*Consigne:*
Répondez aux questions suivantes à partir de la critique de ce thriller :
1. À quel âge Andy McNab est-il entré dans l'armée ?
2. Comment s'appelle la fillette adoptée par Nick Stone ?
3. Dans quelle ville le commando se retrouve-t-il ?

*Page:*
____
Un thriller efficace et orienté sur tous les détails précis de la mission, ce qui change des thrillers yankees. Car Andy McNab (pseudonyme) est anglais, enfant trouvé, mauvais élève, entré dans l’armée à 16 ans et à 25 ans dans le Special Air Service (SAS), les services spéciaux. Lorsqu’il écrit des romans, il sait donc de quoi il parle. Il n’est ni scénariste, ni journaliste reconverti dans l’écriture populaire, mais un vrai spécialiste qui compose ses scénarios à partir de la réalité qu’il a vécue.

Nick Stone le narrateur est un baroudeur qui a foiré une mission aux États-Unis à cause d’une pétasse qui l’a embobiné. Suspendu par les services secrets de Sa Majesté, il a cependant de pressants besoins d’argent. Il a adopté la fille d’un coéquipier massacré avec toute sa famille – sauf la fillette, Kelly, traumatisée à 7 ans. Elle est dans une clinique psychiatrique privée qui coûte les yeux de la tête mais qui représente sa seule chance de guérison. Comme le service ne lui paie qu’un salaire minimum en disponibilité, il se voit dans l’obligation de se proposer à des clients privés.

La mafiocratie russe grenouille en plusieurs bandes concurrentes qui se battent en guerre ouverte pour accéder aux secrets informatiques derniers cris de l’Occident. C’est ainsi que le commando se retrouve à Helsinki, chargé avec une équipe de bras cassés plus ou moins russes, d’enlever un mafieux tchétchène rusé enrichi dans le trafic d’armes et de putes nommé Valentin Lebed. Tout est minutieusement préparé, à la militaire, les lieux repérés, les points de fuite, le nombre de gardes du corps, les armes, le minutage. Nick se repasse en boucle le film prévisionnel du déroulement des opérations et tout à l’air de coller.

Sauf que, dans le réel, rien ne va jamais comme prévu. L’un des sbires, Carpenter, est un psychopathe shooté qui a perdu du temps à flinguer des gens déjà devenus cadavres au lieu de dézinguer les gardes surpris, encore au dehors. Nick, en bon professionnel, est obligé de se débrouiller tout seul. Il enlève Val et le mène à la planque, où un certain Sergueï, ex-Spetnaz, les commandos spéciaux du KGB, doit jouer les médiateurs pour le commanditaire et faire passer en fraude le colis en Russie, où l’une des mafias concurrentes en prendra livraison. Sauf que Sergueï est mort dans l’assaut et que Nick ne sait pas quoi faire de son prisonnier. Lequel lui propose une affaire s’il le relâche. Faute de mieux, et n’étant lié par aucun patriotisme ni aucune idéologie en ce qui concerne les bagarres entre mafias de l’est, Nick accepte.
____
*Extrait des données:*
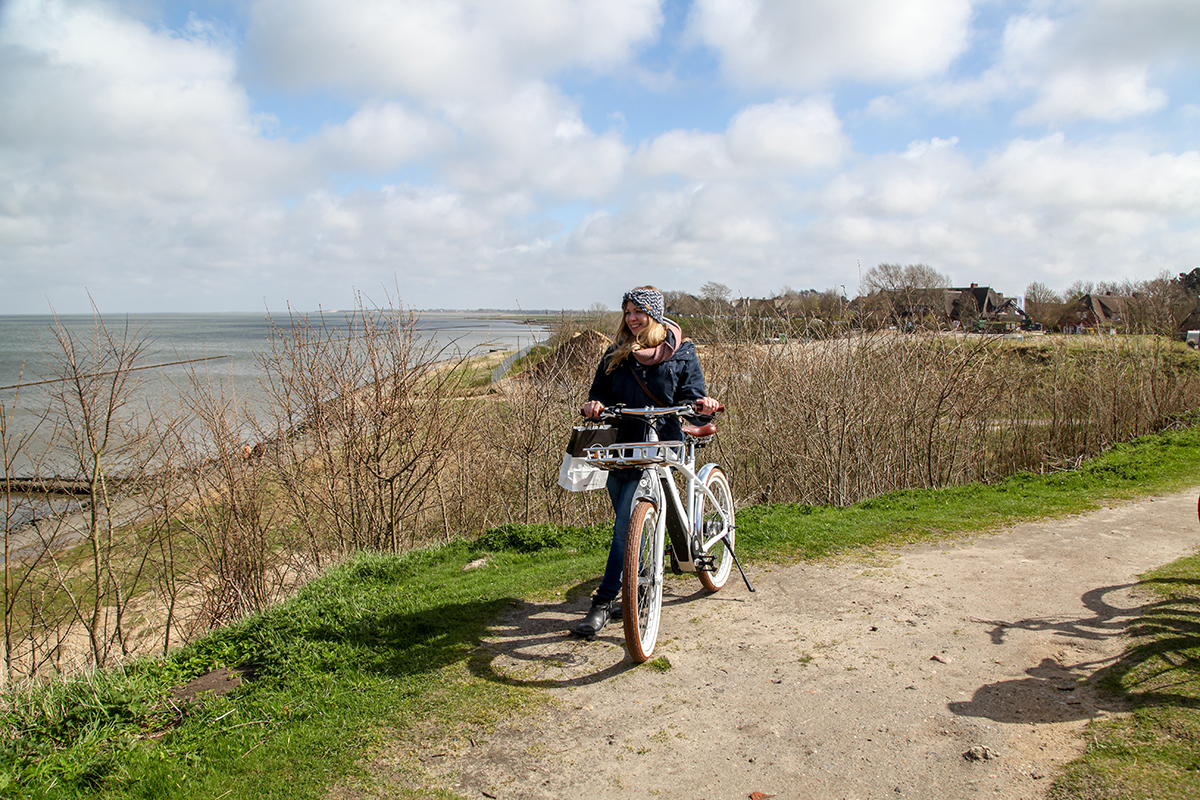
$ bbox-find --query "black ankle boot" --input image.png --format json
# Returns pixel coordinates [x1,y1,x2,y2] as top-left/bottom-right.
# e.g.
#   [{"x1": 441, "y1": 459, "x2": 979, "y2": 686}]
____
*Résultat obtenu:*
1. À 16 ans.
2. Kelly.
3. À Helsinki.